● **DATA EXTRACTS**
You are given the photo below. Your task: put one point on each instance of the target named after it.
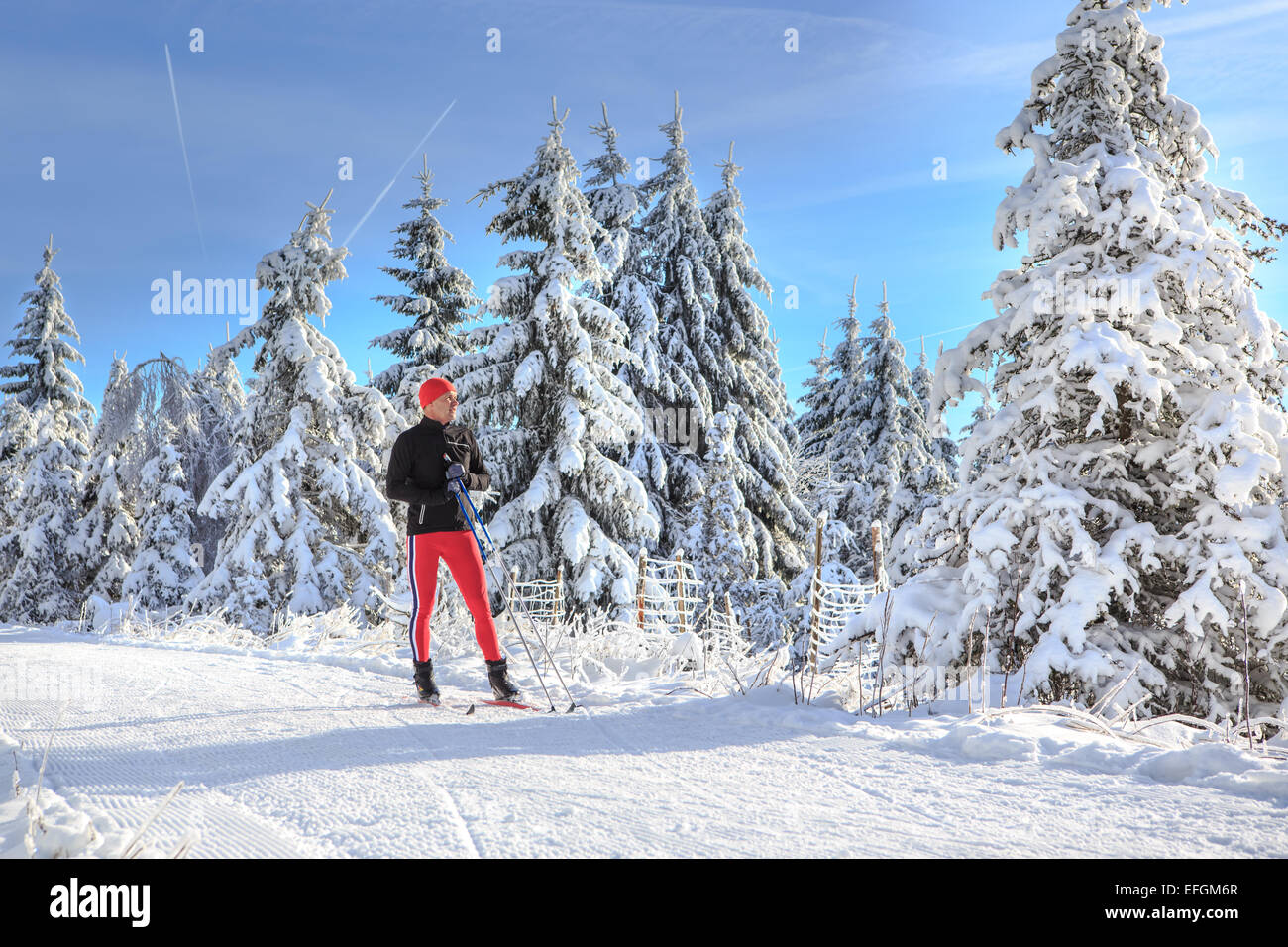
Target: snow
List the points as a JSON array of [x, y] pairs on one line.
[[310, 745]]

--

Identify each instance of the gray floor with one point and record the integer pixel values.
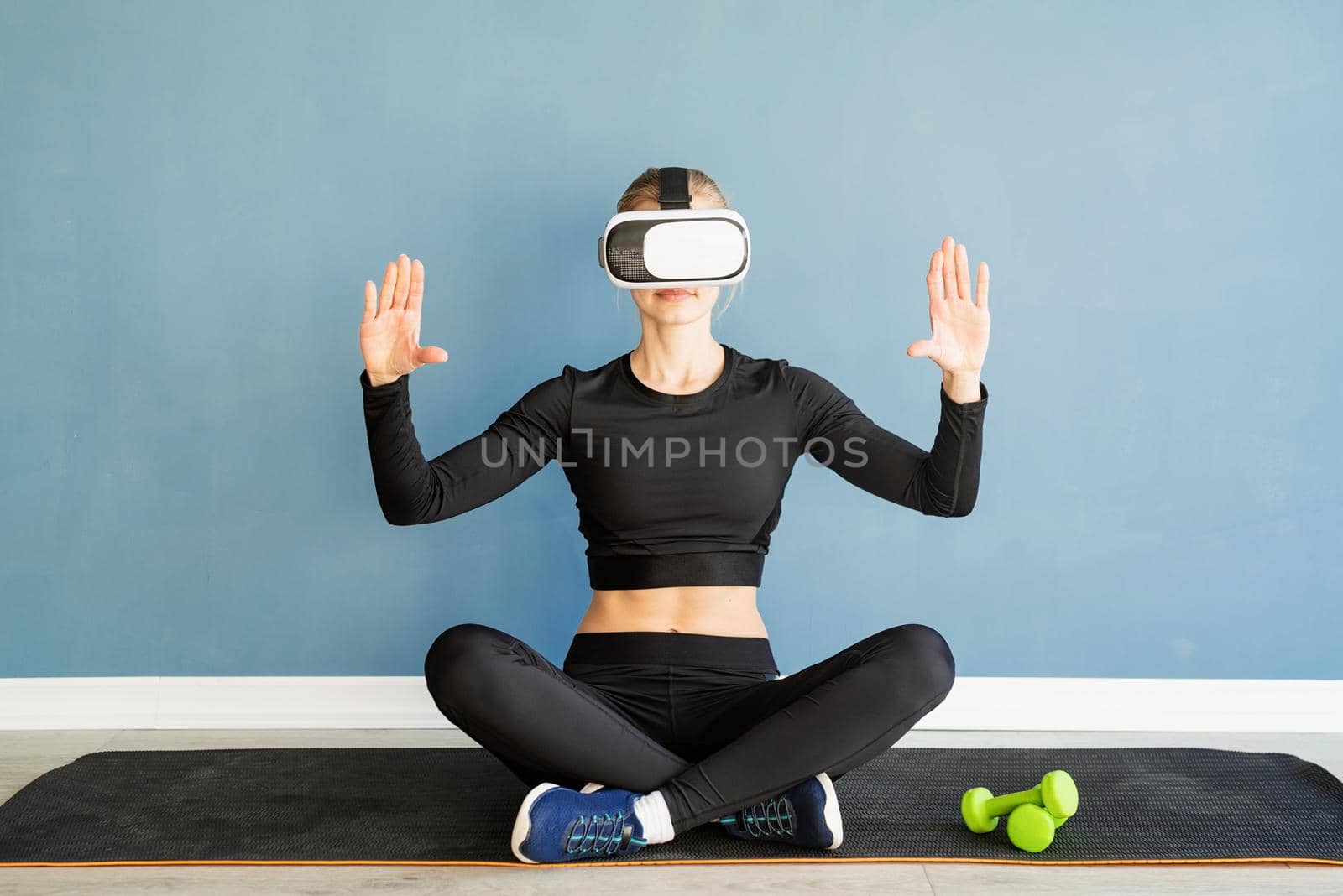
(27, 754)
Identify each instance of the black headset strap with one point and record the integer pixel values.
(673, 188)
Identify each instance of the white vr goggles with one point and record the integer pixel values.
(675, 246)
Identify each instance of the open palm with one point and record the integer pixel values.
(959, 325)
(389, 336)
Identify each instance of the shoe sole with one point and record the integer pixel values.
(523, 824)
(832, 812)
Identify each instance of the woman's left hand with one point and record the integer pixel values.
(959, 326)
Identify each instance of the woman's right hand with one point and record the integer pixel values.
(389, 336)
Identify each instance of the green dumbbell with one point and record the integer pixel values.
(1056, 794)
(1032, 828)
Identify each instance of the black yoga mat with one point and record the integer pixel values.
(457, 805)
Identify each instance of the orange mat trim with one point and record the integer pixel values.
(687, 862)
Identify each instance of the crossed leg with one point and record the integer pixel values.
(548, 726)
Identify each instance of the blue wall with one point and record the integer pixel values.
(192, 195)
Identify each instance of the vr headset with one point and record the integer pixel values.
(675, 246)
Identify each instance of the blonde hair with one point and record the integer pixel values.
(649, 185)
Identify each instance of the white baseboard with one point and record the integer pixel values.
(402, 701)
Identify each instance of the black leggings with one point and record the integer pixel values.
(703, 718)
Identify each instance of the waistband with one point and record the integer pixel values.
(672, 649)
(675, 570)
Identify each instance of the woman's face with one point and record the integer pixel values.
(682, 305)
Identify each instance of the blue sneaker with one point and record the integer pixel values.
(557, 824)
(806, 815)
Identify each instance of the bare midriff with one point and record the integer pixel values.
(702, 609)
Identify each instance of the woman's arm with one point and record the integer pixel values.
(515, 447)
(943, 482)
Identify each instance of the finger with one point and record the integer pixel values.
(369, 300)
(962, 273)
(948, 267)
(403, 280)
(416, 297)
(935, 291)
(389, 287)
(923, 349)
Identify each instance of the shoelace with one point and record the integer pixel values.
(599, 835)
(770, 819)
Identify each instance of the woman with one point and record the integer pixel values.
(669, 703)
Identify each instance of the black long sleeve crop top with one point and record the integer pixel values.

==

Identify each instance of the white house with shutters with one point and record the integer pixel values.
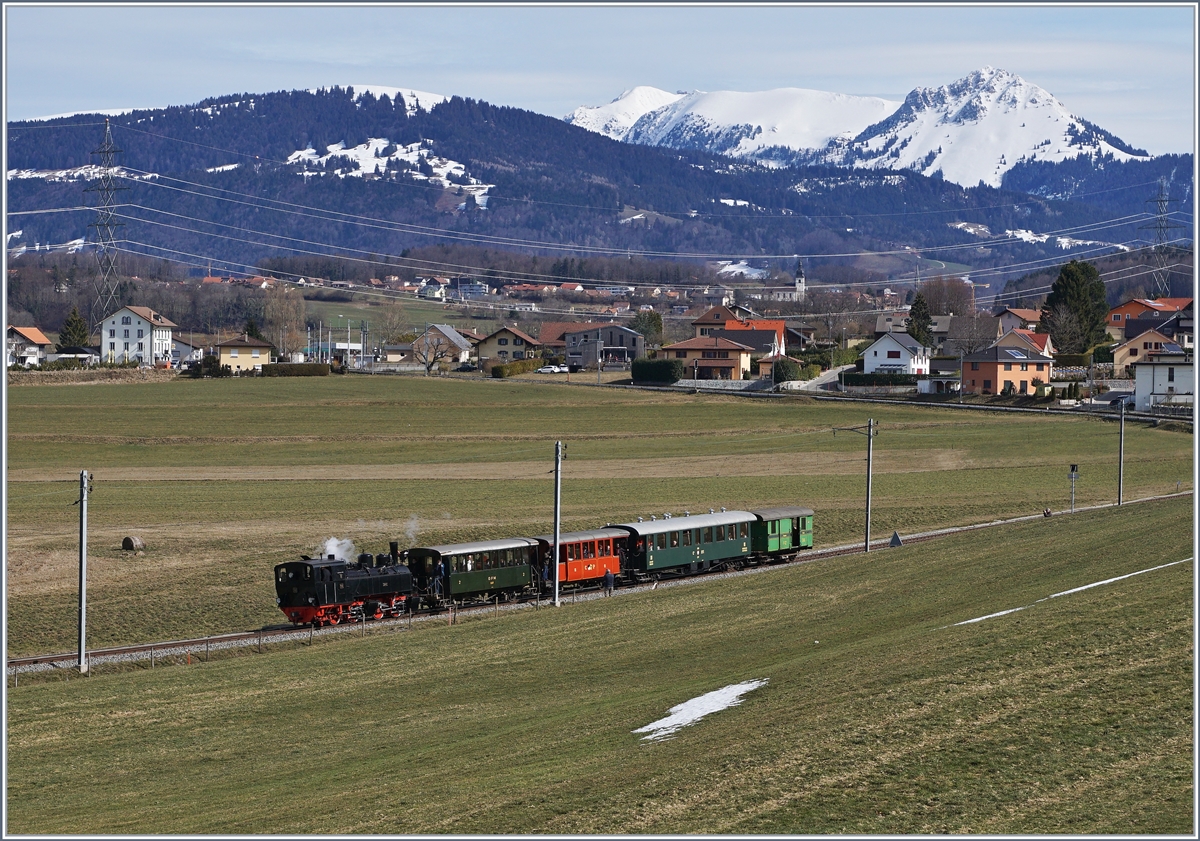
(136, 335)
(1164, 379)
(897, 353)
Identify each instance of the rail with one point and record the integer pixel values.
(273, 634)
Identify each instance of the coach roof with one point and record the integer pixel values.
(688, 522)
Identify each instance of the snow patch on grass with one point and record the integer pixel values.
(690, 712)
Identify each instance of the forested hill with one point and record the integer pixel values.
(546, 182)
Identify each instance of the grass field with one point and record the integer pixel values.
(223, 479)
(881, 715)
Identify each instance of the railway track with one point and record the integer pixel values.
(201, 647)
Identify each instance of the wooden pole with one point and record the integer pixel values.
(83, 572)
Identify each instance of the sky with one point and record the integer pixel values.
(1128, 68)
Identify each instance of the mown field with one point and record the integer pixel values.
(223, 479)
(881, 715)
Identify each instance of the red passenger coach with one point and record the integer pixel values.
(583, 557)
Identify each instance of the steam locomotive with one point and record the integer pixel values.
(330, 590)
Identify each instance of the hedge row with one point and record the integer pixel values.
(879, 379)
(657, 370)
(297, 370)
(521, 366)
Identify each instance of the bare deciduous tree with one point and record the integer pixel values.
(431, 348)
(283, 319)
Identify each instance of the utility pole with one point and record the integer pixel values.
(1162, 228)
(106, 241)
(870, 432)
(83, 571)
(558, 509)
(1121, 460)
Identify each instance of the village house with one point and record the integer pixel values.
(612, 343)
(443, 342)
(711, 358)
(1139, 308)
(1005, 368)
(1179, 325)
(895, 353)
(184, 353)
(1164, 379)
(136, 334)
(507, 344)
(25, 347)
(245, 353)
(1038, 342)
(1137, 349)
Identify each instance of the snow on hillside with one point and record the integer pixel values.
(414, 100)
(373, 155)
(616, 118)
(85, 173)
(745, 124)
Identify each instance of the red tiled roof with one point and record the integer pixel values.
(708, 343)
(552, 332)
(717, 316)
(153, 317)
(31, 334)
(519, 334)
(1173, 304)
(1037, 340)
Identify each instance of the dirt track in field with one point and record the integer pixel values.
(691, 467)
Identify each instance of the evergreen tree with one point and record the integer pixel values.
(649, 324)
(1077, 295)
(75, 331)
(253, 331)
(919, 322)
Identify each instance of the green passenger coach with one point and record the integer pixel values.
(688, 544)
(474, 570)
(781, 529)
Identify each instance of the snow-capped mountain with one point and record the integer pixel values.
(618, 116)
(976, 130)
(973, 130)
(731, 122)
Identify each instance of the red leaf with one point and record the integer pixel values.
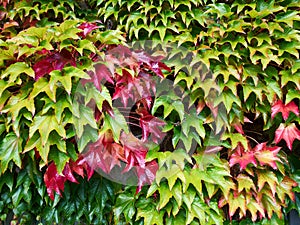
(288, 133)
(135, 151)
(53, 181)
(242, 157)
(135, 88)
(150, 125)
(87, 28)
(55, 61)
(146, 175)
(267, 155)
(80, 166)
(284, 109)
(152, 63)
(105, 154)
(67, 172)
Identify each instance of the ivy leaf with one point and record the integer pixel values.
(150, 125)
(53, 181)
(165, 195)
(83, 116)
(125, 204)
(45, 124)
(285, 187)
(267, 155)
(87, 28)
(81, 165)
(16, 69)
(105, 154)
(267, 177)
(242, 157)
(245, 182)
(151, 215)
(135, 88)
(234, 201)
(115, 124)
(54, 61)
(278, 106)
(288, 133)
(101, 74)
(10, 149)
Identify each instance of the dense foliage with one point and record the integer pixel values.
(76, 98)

● **TASK**
Write out, from the lines above, only those from the line with "Identify each instance of the finger" to the line with "Identify each instance of the black long", exactly as given, including the first and the last.

● **EXERCISE SOLUTION**
Identify each instance of the finger with one point and record the integer pixel values.
(369, 300)
(962, 273)
(948, 267)
(403, 280)
(416, 297)
(935, 291)
(389, 287)
(923, 349)
Identify each instance of the shoelace with one point and record the integer pixel values.
(599, 835)
(770, 819)
Identify each instance of the woman with one point and record the integer pixel values.
(669, 703)
Identify each instance of the black long sleeve crop top with one point and record the integer pixel values.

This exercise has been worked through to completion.